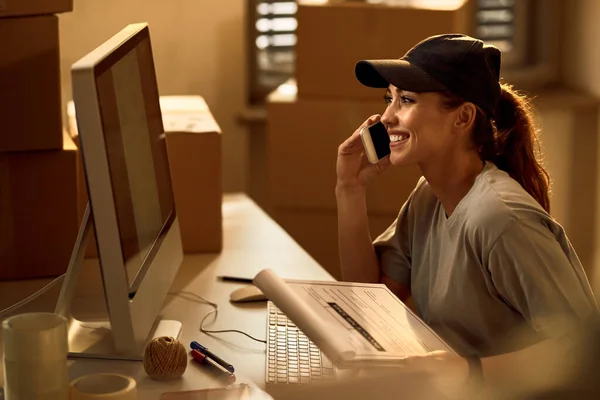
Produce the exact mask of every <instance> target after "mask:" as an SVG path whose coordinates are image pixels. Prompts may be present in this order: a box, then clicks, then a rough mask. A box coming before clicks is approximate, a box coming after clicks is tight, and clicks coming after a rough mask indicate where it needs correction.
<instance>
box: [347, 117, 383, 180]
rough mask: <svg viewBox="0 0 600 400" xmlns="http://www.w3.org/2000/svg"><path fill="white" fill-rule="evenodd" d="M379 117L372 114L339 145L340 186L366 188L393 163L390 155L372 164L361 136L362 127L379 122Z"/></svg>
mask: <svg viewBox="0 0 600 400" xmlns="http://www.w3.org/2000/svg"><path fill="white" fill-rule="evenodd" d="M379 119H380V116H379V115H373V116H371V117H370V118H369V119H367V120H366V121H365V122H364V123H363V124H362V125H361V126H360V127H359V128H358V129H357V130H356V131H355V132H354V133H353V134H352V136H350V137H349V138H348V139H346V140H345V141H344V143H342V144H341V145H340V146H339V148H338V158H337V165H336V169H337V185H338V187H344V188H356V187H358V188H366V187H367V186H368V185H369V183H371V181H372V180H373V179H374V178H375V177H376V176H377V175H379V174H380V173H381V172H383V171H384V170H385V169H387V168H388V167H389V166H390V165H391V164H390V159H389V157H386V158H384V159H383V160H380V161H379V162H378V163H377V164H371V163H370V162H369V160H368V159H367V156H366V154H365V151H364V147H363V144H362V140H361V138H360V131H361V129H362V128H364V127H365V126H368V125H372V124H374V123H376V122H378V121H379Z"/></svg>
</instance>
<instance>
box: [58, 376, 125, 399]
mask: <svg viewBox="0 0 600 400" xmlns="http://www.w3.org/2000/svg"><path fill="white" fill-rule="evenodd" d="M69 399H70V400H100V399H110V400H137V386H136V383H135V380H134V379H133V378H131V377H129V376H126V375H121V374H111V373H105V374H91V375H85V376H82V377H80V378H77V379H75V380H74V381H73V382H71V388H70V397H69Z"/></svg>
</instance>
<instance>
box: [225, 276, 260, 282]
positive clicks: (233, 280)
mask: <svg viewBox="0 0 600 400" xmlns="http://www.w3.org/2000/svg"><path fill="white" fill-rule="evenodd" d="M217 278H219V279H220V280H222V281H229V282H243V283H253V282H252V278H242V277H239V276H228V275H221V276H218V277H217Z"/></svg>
--
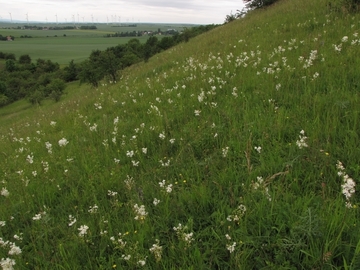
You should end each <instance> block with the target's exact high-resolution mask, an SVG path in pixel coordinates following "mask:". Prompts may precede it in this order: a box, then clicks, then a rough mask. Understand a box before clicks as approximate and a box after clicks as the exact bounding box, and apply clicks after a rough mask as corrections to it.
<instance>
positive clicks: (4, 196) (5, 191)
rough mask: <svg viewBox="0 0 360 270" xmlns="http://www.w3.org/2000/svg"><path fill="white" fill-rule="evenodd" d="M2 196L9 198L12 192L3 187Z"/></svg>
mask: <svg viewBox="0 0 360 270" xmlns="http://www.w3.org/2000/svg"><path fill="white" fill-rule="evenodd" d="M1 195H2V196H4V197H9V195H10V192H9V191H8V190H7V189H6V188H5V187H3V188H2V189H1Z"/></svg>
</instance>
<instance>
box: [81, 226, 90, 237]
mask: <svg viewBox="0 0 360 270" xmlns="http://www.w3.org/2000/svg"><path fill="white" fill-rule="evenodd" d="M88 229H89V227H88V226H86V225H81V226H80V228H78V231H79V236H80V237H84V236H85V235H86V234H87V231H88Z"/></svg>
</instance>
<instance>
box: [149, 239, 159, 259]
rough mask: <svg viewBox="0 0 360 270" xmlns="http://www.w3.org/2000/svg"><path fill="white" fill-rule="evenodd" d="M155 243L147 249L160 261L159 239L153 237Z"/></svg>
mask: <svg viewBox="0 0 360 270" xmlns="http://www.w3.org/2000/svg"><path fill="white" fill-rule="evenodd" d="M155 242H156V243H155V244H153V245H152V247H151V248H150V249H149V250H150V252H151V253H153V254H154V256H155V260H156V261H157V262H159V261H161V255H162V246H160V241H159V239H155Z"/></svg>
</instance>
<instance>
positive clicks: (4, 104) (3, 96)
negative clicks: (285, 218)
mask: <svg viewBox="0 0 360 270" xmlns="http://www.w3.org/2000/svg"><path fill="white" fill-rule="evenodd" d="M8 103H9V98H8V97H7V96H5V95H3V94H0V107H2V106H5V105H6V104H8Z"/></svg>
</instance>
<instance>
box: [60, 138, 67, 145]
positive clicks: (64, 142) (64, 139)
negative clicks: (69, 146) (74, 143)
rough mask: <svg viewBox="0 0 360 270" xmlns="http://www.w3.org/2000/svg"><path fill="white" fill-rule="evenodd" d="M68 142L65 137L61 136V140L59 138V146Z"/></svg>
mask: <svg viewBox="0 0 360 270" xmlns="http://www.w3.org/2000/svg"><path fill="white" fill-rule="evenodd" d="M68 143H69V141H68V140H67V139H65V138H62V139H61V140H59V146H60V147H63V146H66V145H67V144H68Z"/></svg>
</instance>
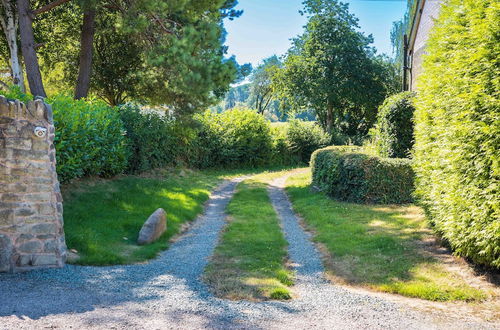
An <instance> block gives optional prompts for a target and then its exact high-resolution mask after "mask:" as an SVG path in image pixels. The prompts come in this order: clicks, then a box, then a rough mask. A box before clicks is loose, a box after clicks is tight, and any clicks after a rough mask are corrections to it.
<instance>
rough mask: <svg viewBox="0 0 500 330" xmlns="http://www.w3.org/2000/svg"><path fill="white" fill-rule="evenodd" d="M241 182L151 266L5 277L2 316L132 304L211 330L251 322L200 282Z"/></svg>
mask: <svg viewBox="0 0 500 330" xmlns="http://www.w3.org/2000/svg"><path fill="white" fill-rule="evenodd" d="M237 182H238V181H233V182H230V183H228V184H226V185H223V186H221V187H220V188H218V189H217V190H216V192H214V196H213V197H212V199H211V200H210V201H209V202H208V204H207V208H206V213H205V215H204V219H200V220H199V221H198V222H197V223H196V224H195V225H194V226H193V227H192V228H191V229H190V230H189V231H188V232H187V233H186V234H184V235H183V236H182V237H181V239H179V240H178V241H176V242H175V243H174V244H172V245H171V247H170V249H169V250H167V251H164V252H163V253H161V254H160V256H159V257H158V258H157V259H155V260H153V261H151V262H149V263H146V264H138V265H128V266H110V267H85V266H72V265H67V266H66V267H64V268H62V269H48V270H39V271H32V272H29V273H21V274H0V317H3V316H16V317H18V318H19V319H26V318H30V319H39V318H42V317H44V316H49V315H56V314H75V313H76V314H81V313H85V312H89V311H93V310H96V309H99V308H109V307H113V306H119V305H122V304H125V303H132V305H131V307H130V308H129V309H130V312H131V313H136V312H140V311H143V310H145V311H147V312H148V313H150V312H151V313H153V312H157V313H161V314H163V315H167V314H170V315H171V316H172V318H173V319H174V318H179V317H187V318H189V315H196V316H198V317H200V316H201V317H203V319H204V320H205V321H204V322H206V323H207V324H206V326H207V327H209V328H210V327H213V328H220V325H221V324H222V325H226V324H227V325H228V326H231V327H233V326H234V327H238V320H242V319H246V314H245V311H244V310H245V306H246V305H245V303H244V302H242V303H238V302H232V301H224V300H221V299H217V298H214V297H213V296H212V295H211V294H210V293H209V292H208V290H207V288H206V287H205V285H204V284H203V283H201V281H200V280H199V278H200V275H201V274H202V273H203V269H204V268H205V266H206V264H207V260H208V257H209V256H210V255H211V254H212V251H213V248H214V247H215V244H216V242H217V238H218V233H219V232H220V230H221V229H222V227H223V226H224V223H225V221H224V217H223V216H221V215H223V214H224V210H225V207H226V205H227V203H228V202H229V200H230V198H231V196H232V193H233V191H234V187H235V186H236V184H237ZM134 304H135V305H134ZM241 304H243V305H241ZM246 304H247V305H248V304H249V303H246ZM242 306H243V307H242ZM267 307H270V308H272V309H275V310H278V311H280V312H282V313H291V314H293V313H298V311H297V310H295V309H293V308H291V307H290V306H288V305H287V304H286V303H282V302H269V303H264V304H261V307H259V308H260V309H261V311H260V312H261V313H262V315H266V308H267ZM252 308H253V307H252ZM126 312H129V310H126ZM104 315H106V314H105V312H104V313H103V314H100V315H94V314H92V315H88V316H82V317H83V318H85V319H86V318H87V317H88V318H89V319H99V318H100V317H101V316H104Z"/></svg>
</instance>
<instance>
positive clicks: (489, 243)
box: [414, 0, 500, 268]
--
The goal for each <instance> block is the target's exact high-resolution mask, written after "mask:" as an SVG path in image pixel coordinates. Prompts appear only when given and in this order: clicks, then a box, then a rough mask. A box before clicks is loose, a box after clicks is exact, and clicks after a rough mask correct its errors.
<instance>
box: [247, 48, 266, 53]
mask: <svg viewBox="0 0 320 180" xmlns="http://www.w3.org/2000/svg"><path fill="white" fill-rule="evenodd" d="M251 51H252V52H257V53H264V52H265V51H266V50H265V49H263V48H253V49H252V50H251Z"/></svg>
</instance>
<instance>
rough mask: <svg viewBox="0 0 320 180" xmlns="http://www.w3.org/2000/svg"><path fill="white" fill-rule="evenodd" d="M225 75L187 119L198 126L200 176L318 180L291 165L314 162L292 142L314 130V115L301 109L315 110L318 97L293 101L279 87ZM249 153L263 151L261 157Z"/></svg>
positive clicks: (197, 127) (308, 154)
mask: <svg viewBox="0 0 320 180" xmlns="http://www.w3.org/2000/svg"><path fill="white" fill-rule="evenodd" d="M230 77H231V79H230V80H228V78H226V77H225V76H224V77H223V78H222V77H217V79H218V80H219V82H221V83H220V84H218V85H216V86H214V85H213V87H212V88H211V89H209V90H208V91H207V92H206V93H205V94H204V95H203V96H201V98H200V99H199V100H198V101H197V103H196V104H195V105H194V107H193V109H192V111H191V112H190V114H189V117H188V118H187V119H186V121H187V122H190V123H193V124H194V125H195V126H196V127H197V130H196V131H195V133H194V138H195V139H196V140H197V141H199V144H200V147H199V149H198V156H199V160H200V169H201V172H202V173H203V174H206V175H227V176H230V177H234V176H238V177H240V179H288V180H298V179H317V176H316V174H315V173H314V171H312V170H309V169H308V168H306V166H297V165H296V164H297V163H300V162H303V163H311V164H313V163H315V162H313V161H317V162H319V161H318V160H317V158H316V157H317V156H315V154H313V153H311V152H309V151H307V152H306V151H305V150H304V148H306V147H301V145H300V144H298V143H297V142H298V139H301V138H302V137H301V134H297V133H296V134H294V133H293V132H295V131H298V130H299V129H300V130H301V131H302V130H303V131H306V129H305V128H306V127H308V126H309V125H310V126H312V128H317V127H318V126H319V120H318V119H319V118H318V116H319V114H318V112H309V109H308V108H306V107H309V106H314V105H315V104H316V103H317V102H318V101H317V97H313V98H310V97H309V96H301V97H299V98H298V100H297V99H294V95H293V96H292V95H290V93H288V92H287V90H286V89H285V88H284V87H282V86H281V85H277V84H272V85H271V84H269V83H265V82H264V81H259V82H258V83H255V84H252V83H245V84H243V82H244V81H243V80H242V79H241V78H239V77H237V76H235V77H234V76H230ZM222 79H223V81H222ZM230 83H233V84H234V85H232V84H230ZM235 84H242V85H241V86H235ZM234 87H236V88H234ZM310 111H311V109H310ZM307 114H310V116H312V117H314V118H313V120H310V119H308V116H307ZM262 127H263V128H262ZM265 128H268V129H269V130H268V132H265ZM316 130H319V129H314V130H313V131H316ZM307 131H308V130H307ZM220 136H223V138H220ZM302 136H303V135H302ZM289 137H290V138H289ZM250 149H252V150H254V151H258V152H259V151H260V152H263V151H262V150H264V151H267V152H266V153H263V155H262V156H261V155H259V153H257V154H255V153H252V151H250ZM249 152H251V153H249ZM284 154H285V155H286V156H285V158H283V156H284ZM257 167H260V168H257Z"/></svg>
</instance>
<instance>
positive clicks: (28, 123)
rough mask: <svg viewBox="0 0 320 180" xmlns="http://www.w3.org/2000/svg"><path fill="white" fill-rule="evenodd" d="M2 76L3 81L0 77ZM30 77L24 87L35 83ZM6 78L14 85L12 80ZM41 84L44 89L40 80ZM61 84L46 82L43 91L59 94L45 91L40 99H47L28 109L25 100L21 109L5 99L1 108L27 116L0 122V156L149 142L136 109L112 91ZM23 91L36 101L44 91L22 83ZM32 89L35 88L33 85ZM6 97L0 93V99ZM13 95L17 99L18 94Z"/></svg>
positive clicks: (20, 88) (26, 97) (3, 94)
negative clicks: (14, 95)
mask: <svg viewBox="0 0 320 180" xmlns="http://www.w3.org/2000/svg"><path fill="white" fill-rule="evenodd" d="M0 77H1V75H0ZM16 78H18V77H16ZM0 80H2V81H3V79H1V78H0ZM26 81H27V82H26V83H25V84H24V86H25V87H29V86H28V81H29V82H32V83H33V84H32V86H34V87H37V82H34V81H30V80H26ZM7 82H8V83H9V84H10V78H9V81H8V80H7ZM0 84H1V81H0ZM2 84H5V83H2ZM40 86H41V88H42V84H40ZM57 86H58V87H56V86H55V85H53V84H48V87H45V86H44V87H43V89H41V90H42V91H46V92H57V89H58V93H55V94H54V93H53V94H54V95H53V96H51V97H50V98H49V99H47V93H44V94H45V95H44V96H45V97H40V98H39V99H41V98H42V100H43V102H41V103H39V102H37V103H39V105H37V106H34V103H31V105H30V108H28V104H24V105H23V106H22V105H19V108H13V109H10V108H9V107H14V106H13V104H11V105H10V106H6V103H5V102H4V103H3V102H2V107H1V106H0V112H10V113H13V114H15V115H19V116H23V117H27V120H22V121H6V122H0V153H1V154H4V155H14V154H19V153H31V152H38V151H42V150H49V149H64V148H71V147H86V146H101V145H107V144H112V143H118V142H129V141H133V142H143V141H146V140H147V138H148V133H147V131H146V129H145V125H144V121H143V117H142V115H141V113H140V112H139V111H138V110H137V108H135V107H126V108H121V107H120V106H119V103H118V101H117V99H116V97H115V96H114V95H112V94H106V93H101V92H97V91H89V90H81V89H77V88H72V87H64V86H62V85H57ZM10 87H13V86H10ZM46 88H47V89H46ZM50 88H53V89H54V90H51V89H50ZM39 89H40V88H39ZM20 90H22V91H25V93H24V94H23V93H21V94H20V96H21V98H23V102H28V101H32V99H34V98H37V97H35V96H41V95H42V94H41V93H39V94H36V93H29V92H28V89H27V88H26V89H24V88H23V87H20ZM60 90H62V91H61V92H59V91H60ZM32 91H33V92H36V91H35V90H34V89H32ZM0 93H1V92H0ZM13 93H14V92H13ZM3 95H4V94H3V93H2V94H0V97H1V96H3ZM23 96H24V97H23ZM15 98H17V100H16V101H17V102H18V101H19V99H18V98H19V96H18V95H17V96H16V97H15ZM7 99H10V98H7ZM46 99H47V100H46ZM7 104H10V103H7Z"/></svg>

» PROBLEM DETAILS: Take the records above and return, word for word, only the lines that fall from the line with "Produce the exact" to the line with "box: [347, 117, 383, 180]", both of them included.

» SOLUTION BELOW:
Produce the exact mask of every <instance> target after "mask:" as an SVG path whose coordinates are image pixels. Prompts may be present in this order: a box, then clicks, then a rough mask. A box coming before clicks is approximate, a box coming after clicks is tight, and clicks coming after a rough mask indicate where it needs correction.
<instance>
box: [347, 117, 383, 180]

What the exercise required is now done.